Work to do -
A - In the article on turbine shaft alignment, who manufactured the world's first electric power generating wind turbine?
B - Extend the article on turbine shaft alignment, picking up right after its final sentence.

--- Begin Source ---

March 10, 2014
Conquering Turbine Shaft Alignment
The truer the shaft alignment, the lower the maintenance costs and longer the turbine life, but how can it be achieved? LUDECAwind has the answers.
The world’s first electric power generating wind turbine was manufactured by Charles Brush in 1888, and it delivered 12 kW of power reliably for 20 years (Fig. 1). The battle to make wind energy economically viable has been going on ever since, and it must be fought on many fronts. One key element in the struggle for increased reliability and efficiency is achieving excellent shaft alignment of the wind turbine generator train. Is this an uphill battle for you?
Many challenges face the wind turbine operator and alignment technician in achieving the goal of having in-tolerance alignment under operating conditions. A good laser alignment system with the correct feature set is an essential weapon in your arsenal to win this war.

--- End Source ---
--- Begin Source material ---

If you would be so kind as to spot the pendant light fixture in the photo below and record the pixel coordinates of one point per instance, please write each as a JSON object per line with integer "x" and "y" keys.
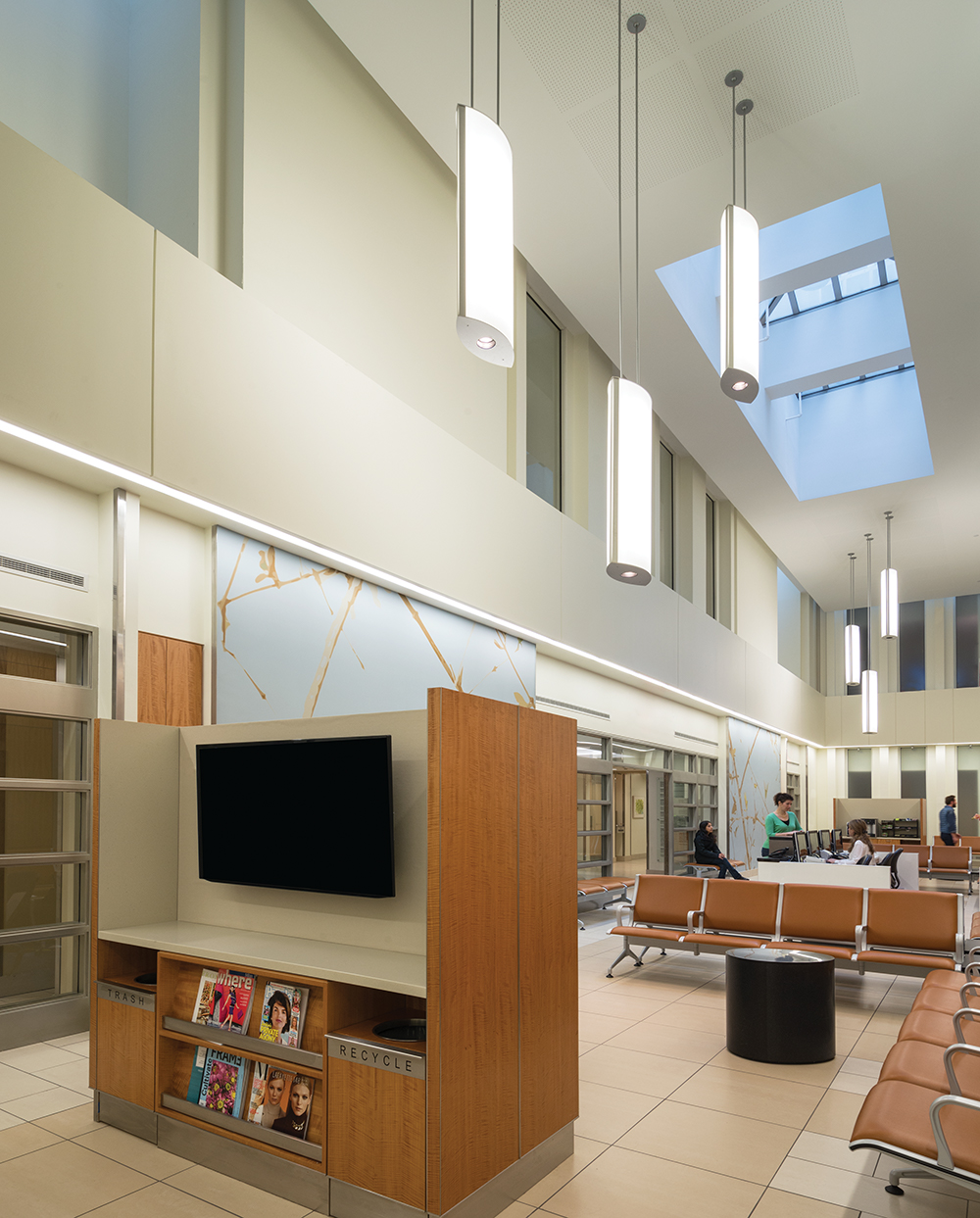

--- End Source material ---

Per-task answers -
A - Charles Brush

B -
One concern involves compliance with safety regulations. In the United States, several states do not permit the presence of a person in the nacelle when the blades are turning, yet to perform the alignment it is necessary to turn the shafts. In these cases a special safety exemption must be obtained, or if your laser alignment system allows it, accurate readings can be taken without the need to rotate the blades by more than the clearance allowed by the blades’ safety tether. Because of the enormous input to output ratio of the gearbox, at a normal operating input speed of 20 RPM to an output speed of 1800 RPM, the turbine blades would only need to be rotated 1 degree to achieve a 90-degree rotation of the gearbox’s output shaft. The best laser systems allow you to collect accurate and repeatable alignment readings with as little as 70 degrees of shaft rotation, starting anywhere and stopping anywhere. Moreover, this safety requirement in turn demands that your laser system have the ability to take readings automatically and continuously over this small angle of rotation so that enough data can be collected to be statistically meaningful. More importantly, it must allow the shafts to be rotated in either direction, particularly if the turbine blades are tethered or if the law does not permit a full rotation of the turbine with the technician present in the nacelle.
Another concern is that, in those types of turbines where stopping rotation by applying the brakes can itself affect the alignment, due to the flexibility of the anchoring structures, a true continuous sweep measurement mode is essential so that readings can be automatically collected while the shaft is in motion. This eliminates the need to have to stop the rotation by engaging the brake to take measurement points that may otherwise be influenced by this external force acting on the rotor. In these cases simply allowing the tether to stop the rotation is of benefit, as enough unloaded data will be collected before the tether stops the shafts.
Once in the nacelle, lack of space is a major concern. Very often the technician is only able to access the machines from one side. Does your laser system allow you to switch the viewpoint of the machine train? Does it let you move the generator into alignment with the gearbox even if you have to place it at the left end of the machine train on your alignment computer’s screen?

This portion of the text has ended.